Your task: Reproduce the whole listing, character for character.

Provided information:
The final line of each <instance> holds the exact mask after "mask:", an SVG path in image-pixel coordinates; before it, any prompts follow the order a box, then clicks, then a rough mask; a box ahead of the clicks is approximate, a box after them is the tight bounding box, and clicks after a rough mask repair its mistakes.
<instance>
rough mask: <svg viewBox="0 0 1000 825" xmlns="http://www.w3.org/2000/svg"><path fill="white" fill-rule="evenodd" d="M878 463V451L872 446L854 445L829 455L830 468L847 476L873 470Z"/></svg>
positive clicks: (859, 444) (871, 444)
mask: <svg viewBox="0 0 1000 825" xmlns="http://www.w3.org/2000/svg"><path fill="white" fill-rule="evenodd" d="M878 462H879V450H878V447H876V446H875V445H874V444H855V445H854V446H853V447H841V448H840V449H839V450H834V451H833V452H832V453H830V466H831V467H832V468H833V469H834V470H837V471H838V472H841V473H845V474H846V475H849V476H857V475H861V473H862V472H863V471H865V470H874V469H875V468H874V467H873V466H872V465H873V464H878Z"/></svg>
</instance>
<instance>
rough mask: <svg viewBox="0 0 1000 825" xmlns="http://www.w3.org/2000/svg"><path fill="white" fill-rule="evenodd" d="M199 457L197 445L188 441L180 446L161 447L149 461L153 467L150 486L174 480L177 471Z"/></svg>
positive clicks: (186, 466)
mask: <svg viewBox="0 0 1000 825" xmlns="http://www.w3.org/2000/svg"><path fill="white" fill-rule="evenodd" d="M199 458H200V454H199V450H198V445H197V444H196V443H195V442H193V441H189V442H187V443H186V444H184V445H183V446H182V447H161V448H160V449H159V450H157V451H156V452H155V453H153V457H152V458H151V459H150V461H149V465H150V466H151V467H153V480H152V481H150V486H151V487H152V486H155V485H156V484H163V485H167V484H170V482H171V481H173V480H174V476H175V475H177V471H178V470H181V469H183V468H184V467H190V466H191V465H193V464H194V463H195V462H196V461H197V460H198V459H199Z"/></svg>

Result for this task:
The final line of each <instance> holds the exact mask after "mask:", an SVG path in image-pixel coordinates; before it, any prompts follow the order a box, then clicks, then a rough mask; a box ahead of the clicks is approximate, a box after them is the tight bounding box, and clicks after a rough mask repair its mistakes.
<instance>
rough mask: <svg viewBox="0 0 1000 825" xmlns="http://www.w3.org/2000/svg"><path fill="white" fill-rule="evenodd" d="M878 463V451L872 446L854 445L829 455L830 468L847 476L873 470Z"/></svg>
positive clicks: (859, 444) (871, 444)
mask: <svg viewBox="0 0 1000 825" xmlns="http://www.w3.org/2000/svg"><path fill="white" fill-rule="evenodd" d="M878 462H879V450H878V447H876V446H875V445H874V444H855V445H854V446H853V447H841V448H840V449H839V450H834V451H833V452H832V453H830V466H831V467H832V468H833V469H834V470H837V471H838V472H841V473H845V474H846V475H849V476H857V475H861V473H862V472H863V471H865V470H874V469H875V468H874V467H873V466H872V465H873V464H878Z"/></svg>
</instance>
<instance>
rough mask: <svg viewBox="0 0 1000 825" xmlns="http://www.w3.org/2000/svg"><path fill="white" fill-rule="evenodd" d="M199 457L197 445L188 441L180 446L161 447L149 461L153 467L150 486L174 480L177 471Z"/></svg>
positive clicks: (186, 466)
mask: <svg viewBox="0 0 1000 825" xmlns="http://www.w3.org/2000/svg"><path fill="white" fill-rule="evenodd" d="M199 458H200V454H199V450H198V445H197V444H196V443H195V442H193V441H189V442H187V443H186V444H184V445H183V446H182V447H161V448H160V449H159V450H157V451H156V452H155V453H153V457H152V458H151V459H150V461H149V465H150V466H151V467H153V480H152V481H150V486H151V487H152V486H155V485H156V484H163V485H167V484H170V482H171V481H173V480H174V476H175V475H177V471H178V470H181V469H183V468H184V467H190V466H191V465H193V464H194V463H195V462H196V461H197V460H198V459H199Z"/></svg>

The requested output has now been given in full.